One of our grill masters consistently wins our regional grill master competitions, and competes at a national level. I certainly have confidence in her abilities, but that doesn't mean mistakes are not possible, and I would rather catch them sooner rather than later. 

Oh, and when I ask the customer to check the steak I phrase it, "Would you like to cut into the steak right away to make sure it's done to your liking?" so that they have the open option to say no thank you.

Whiskadoodle- I don't think you need to do anything more than decline to cut into the steak and ask the server to check back. Even if they set the plate to the side of the salad bowl, they will probably still ask you to cut into it if that is what they are instructed to do. That doesn't mean you have to do so if you would rather wait. It's your dinner, and we servers just want to make sure you have the best possible dinner, and the best possible experience.


----------



## taxlady (Mar 2, 2012)

Skittle, do you know if the steaks rest in the kitchen, before being served?

Good point about possible mistakes. I could have gotten somebody elses steak by accident.


----------



## Skittle68 (Mar 2, 2012)

taxlady said:
			
		

> Skittle, do you know if the steaks rest in the kitchen, before being served?
> 
> Good point about possible mistakes. I could have gotten somebody elses steak by accident.



Yes, I have had two steaks get mixed up before. It happens. We have one of the highest volume red lobsters in MN, so unfortunately it's a numbers game. Of course we try not to screw things up, but it happens  In our restaurant, we do not make a point to let the steaks rest. We try to plate everything as close to the same time as possible, and get it to the table as fresh and hot as we can.


----------



## Hammster (Mar 2, 2012)

Skittle68 said:


> In our restaurant, we do not make a point to let the steaks rest.


 
And why I wouldn't order steak at Red Lobster.
If you have to ask me to do the chef's job, then I don't need to eat steak at your establishment.
Just last night we had steak at a fine dining place here in Idyllwild. Not a word was mentioned or a question asked about doneness of the steak. And, yes, I know Red Lobster isn't a fine dining place, but they should still employ people who can properly cook meat. It ain't that hard, really.

■ Goal:
From the forum thread about restaurant steaks, print the passage that begins at the words "Just last night" and stops after the words "that hard, really.".

■ Data lines:
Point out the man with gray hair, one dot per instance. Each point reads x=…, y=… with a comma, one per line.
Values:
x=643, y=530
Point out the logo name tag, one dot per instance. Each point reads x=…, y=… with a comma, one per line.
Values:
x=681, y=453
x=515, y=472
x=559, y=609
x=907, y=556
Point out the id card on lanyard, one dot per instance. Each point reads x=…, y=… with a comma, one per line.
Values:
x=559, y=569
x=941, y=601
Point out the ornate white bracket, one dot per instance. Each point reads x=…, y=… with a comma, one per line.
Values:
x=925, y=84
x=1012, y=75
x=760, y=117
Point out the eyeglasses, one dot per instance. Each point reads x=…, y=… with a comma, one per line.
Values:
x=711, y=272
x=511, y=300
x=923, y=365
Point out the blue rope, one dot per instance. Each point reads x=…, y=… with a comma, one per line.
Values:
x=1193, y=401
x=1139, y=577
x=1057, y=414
==
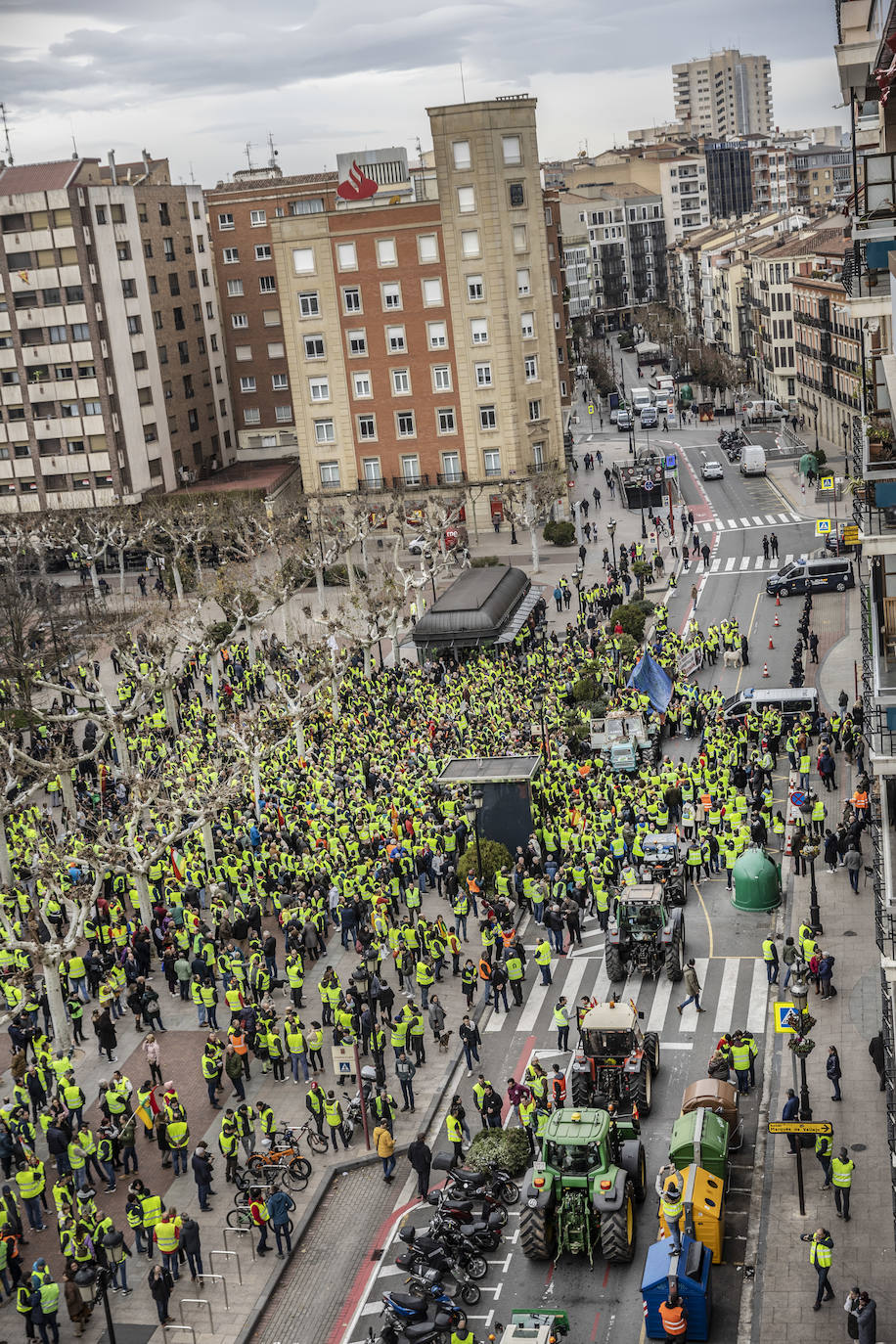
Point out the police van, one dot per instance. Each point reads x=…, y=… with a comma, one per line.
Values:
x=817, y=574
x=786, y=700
* * *
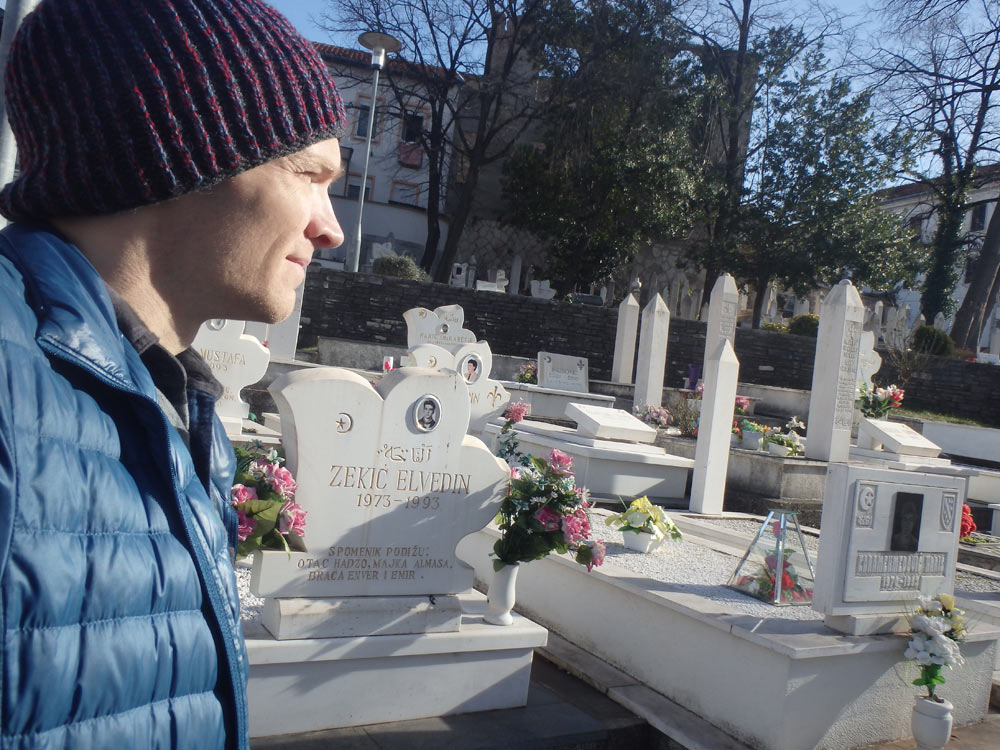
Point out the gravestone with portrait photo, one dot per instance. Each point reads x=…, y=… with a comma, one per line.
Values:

■ Output for this task:
Just last night we had steak at a fine dining place here in Idyllwild. Not a word was mentioned or a question asked about doneness of the steak. And, yes, I know Red Lobster isn't a fine dining place, but they should still employ people who can properly cook meat. It ain't that hard, really.